Everything from the line containing "Query: man's raised hand" through the final line of the listing below should be given again, word for word, and nothing else.

- Extracted material:
•••

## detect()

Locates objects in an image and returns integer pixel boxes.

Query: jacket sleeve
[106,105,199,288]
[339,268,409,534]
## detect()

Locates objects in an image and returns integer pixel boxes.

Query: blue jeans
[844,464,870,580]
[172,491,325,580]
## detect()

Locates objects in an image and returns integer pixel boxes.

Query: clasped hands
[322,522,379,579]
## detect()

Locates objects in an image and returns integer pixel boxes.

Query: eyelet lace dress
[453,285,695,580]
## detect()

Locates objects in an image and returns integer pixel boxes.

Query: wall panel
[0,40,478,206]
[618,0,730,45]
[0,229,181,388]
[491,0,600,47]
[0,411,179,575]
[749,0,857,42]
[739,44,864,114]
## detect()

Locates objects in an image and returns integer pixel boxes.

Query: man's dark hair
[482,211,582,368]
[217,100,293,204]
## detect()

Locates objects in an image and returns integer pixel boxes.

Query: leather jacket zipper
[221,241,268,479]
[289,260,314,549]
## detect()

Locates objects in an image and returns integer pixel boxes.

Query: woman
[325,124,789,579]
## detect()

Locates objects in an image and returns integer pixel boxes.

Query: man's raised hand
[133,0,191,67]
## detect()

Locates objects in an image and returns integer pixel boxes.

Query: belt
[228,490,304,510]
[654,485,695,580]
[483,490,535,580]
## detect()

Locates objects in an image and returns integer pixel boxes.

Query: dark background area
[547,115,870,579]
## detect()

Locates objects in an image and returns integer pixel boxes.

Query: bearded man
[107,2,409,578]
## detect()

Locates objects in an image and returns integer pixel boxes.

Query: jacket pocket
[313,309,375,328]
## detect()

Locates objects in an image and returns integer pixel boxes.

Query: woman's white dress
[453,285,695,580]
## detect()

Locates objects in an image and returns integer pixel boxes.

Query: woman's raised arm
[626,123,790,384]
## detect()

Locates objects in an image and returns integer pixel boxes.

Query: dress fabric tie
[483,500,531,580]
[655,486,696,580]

•••

- Completed task:
Query: man's raised hand
[133,0,191,67]
## detect()

Locates objects in an image and returns integer pixel boxes.

Query: belt
[228,490,304,510]
[654,485,695,580]
[483,490,535,580]
## detect()

Locates objects in an image and returns integer pixel boxes.

Query: dark background area
[547,115,870,579]
## detect()

Locates objects in an image and returns integer pixel boxes.

Query: bearded man
[107,2,409,578]
## detect()

Locates objects in an image and returns integer pixel boxes.

Query: jacket pocket
[313,309,375,328]
## detect()

Locates objects in an image and returns integer pixel boxes.

Query: woman's white dress
[453,285,695,580]
## detect()

Locates objects in an image and returns integer pixel boxes.

Query: woman's raised arm
[626,123,790,384]
## detect()

Locates objects in an image and returns integer pixel boxes.

Query: dress fabric tie
[483,500,531,580]
[655,486,696,580]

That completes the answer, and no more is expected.